Document extract START

Chez: He definitely put a lot of Republicans in a tough position. They can’t exactly disown him but at least a few of them seem to be straddling a fine line and distancing themselves from what he said. The Romney campaign is certainly so inept, and it’s proven that it’s beholden to and working for only the very rich — which most voters aren’t — that I can understand the feeling by a lot of congressional candidates that they need to run their own campaigns independent of anything having to do with Romney. The overall Romney effect could definitely have an impact on the House and Senate. That said, I think that while what Romney said was boneheaded and offensive and should theoretically end his candidacy in a giant explosion of shame, once we get out of this news cycle — and onto the next one Romney will find a way to embarrass himself in — and if you remove yourself from the objective news outlets and think of only how this is all being portrayed on Fox, he’ll be fine with a lot of Republican and right-leaning voters.

Bob: It’s the 47% remarks along with the broader context of a failing campaign due to an ongoing series of mistakes. Voters are losing confidence in the Republican Party’s ability to not only be consistent but, in fact, serious. Romney represents a generally scattered and spastic party — he’s the perfect candidate to underscore what’s wrong with the GOP. If the GOP loses the house and gains nothing in the Senate, everyone will blame Romney, but it’s really all about the Republicans in general.

If President Obama, Vice-President Biden, Mitt Romney, and Paul Ryan were food, what food would each one be and why do you think so?
-Drew

Bob: The president would be something from “Chopped” — a mix of random ingredients forming a kick ass dish that’s both clever and smart, with a hint of food poisoning danger in there because, well, you know, drones. Joe Biden is a Denny’s Grand Slam with a Dr. Pepper. Literally. Mitt Romney is whatever the hell he needs to be from second to second. One minute he’s a hot pepper, the next minute he’s a replicated food pellet from the Borg hive. There’s no way of knowing.

Document extract END

* _Problems and tasks_
**a.** Summarize the commentary on Romney and the election in exactly two sentences.
**b.** In the Romney commentary, what food does Bob say Joe Biden is?
**c.** Pick up the commentary on Romney and the election after its last sentence and keep writing in the same voice.
These lines have no connection to the Romney commentary.

Data supplied START

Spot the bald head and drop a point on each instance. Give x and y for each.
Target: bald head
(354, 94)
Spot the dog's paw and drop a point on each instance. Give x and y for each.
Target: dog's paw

Data supplied END

* _Task responses_
**a.** Chez argues that Romney's remarks put many Republicans in a tough position and could affect House and Senate races, though he expects Romney to be fine with many Republican and right-leaning voters once the news cycle moves on. Bob ties the trouble to the 47% remarks and a series of campaign mistakes that make Romney emblematic of a scattered GOP, then likens Obama to a dish from "Chopped," Biden to a Denny's Grand Slam with a Dr. Pepper, and Romney to whatever he needs to be from second to second.

**b.** A Denny's Grand Slam with a Dr. Pepper.

**c.**
Ben: Hmmm. Bizarre question, but an interesting one! Here’s my take: Obama would be some sort of eclectic fusion dish you’d find in a hip restaurant (think spicy chicken, Asian glass noodles and a basil dressing) reflecting his multi cutural roots, Biden would be spaghetti carbonara – boring but predictably decent tasting, Romney a stale loaf of bread (no need to elaborate here), and Ryan an appetizing looking steak from somewhere near Fukushima….

Chez: Obama would be a cucumber, because he’s cool and, as Mrs. Marion Wormer said so eloquently in “Animal House,” it’s very sensual. Biden’s a vegetable but for different reasons. Romney would be a waffle, obviously. Or maybe a McRib sandwich since I guarantee you that fucker only comes once a year and when he does it’s a big deal and he never shuts up about it. Ryan would be a giant cock. You say that’s not food? You’ve obviously never seen a Sasha Grey video. On the other hand, Romney and Ryan together can both be crackers.

Let’s just a say friend’s wife made him watch an entire episode of Honey Boo Boo against his wishes. What should the consequences be? Divorce? Free weekend pass? On-demand BJ’s?
-Scott

Chez: Two words: Drew Peterson.

Bob: Hey, suck it up. There’s no harm in witnessing how fucked up the middle west of America is. Pretend you’re Jane Goodall or something. Take notes. Study it. Unless we’re aware of these problems and, thus, know how to squelch them, they’ll grow like viruses — really fat, stupid viruses.

Ben: I’ve only seen clips of Honey Boo Boo, but judging from the 60 seconds or so that I’ve seen, I’d say it was immediate grounds for divorce. An ex used to make me watch ‘Project Runway’ that often left me on the verge of suicide, and stupidly I didn’t negotiate compensation. Honey Boo Boo is on a completely different level however, and I can’t think of any compensation that would make up for the torturous hour.